■ **What to produce**
Pick out every line below that contains the string "cluster" and copy each one. Case counts.
——
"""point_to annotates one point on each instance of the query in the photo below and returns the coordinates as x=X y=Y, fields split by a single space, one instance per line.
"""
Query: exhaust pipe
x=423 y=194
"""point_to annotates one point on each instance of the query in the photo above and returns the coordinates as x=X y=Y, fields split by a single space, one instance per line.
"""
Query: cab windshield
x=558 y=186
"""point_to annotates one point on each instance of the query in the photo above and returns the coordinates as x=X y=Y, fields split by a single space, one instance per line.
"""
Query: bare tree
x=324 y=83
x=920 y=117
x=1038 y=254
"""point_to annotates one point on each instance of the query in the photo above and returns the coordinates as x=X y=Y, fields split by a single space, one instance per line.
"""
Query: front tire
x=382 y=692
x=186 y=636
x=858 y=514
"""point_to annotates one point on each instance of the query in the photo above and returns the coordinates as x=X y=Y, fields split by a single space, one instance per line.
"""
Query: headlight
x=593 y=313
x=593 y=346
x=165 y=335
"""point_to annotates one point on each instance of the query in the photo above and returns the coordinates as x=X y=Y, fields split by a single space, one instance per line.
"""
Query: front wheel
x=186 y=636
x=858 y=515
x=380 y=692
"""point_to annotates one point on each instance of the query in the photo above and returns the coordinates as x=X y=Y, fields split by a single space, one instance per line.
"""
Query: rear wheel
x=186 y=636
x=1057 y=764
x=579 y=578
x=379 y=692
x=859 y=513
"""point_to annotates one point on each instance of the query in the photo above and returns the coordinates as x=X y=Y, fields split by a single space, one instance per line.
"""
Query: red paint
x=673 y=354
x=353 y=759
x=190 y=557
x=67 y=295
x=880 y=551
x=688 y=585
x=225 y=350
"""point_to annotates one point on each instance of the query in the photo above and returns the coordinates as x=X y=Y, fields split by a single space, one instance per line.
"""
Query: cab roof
——
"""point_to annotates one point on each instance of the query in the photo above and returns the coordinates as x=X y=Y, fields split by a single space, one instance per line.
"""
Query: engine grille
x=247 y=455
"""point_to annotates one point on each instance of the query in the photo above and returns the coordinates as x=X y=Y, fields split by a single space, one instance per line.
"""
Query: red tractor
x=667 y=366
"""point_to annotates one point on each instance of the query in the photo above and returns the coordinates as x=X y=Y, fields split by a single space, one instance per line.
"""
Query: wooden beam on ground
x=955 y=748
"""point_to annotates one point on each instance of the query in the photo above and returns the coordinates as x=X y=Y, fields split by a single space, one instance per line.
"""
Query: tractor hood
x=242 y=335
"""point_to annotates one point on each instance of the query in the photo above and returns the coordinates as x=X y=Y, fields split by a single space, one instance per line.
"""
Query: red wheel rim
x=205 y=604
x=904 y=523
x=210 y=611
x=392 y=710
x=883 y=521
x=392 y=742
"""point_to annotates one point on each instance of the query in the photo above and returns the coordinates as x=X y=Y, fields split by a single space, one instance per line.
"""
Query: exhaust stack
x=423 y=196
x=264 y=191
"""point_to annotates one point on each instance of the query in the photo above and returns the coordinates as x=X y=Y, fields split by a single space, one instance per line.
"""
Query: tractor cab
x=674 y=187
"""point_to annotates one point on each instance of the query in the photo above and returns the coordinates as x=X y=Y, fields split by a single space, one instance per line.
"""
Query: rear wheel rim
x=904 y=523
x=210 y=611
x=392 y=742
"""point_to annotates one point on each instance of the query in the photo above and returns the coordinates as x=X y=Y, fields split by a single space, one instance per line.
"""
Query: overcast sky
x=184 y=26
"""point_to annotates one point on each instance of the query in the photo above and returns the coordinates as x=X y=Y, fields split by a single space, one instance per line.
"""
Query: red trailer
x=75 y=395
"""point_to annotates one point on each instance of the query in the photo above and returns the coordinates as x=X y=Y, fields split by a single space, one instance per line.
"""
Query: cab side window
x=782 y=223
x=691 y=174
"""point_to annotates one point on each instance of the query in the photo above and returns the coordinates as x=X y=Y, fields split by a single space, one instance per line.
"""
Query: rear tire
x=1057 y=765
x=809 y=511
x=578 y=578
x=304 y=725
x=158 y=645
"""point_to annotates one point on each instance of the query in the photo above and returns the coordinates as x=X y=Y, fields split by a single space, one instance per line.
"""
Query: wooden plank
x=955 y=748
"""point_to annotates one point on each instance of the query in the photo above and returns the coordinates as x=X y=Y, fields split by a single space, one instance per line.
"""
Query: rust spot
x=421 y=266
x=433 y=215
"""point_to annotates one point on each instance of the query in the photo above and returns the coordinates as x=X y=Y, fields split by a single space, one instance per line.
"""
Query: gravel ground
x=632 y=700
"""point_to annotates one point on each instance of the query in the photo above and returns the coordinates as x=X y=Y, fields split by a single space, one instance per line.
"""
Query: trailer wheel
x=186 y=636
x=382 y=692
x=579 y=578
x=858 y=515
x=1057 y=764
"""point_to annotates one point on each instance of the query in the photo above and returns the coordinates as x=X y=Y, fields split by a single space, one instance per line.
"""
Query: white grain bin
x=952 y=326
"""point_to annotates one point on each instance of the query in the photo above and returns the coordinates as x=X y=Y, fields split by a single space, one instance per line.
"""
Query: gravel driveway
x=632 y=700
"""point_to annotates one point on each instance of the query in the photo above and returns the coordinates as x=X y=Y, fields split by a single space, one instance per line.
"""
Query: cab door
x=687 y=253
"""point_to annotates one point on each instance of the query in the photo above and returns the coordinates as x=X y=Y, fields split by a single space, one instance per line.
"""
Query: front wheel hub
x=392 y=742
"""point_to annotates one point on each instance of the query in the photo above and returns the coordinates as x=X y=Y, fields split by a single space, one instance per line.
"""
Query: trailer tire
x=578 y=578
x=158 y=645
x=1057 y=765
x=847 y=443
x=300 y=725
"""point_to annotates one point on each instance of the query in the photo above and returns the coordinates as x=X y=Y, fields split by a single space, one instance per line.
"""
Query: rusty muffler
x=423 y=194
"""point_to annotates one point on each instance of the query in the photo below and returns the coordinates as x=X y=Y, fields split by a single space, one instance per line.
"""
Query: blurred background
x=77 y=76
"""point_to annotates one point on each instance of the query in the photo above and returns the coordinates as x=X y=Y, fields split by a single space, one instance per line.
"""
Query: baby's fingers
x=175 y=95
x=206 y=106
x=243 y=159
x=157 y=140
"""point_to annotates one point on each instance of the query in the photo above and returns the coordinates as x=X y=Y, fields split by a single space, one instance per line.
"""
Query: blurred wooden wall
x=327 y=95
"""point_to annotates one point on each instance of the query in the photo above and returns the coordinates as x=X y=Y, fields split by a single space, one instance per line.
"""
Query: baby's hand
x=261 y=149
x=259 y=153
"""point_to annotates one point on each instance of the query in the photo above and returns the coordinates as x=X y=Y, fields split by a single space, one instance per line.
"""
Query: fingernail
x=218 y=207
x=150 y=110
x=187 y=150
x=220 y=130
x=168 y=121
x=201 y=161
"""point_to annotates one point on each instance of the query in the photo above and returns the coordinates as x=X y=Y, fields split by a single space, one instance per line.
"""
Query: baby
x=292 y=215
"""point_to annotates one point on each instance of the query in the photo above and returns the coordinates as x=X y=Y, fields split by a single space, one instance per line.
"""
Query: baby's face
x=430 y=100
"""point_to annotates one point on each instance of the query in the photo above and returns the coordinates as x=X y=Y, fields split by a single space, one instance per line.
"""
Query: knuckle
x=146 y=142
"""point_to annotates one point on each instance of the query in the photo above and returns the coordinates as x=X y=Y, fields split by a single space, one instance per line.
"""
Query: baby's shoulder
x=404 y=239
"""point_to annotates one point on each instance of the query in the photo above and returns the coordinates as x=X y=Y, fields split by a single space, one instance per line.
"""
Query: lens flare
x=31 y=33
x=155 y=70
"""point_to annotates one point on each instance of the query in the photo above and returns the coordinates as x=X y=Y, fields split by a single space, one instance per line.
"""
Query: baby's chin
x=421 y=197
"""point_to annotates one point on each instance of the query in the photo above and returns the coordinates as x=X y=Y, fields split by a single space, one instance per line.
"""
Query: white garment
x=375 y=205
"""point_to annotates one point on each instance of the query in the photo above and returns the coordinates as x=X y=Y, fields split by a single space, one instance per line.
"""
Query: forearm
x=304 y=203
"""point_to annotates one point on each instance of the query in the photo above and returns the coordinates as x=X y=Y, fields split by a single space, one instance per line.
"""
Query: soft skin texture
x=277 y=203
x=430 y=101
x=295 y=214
——
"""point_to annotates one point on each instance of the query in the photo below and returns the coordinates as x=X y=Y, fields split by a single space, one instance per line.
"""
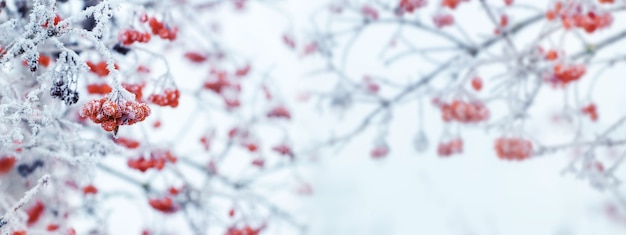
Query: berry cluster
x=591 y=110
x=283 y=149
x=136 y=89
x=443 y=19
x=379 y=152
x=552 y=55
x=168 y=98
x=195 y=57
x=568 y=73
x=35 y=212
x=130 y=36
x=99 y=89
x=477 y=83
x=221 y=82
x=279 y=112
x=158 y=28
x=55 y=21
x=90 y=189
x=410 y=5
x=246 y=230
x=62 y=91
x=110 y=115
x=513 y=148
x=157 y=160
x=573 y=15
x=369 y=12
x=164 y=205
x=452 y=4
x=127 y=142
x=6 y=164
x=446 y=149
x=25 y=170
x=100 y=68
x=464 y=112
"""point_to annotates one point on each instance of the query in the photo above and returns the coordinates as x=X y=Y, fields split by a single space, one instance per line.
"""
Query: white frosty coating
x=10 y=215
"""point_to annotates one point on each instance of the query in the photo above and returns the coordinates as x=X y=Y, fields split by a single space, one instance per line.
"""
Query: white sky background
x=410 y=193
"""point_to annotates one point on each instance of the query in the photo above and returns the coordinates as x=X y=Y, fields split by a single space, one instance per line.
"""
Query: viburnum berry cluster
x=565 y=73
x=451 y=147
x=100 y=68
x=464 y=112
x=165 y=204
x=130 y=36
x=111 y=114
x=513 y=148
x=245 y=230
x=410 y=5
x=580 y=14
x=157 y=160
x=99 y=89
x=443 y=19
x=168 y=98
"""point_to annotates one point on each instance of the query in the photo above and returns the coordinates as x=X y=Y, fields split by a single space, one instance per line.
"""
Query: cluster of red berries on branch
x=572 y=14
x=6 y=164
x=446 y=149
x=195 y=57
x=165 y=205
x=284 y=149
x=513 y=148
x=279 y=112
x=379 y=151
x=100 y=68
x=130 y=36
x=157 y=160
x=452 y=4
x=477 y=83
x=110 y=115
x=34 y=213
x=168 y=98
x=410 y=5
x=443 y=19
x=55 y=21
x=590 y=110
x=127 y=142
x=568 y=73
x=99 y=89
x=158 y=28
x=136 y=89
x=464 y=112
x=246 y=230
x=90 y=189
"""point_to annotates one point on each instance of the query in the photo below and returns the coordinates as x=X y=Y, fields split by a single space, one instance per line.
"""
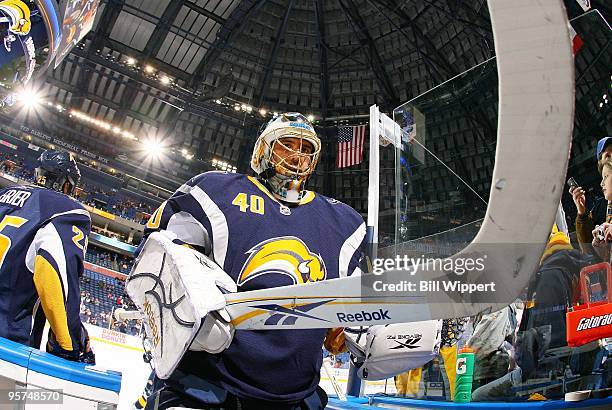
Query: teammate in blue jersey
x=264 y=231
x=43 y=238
——
■ **Answer below**
Query: berry cluster
Query: viburnum berry cluster
Query: cluster of red berries on branch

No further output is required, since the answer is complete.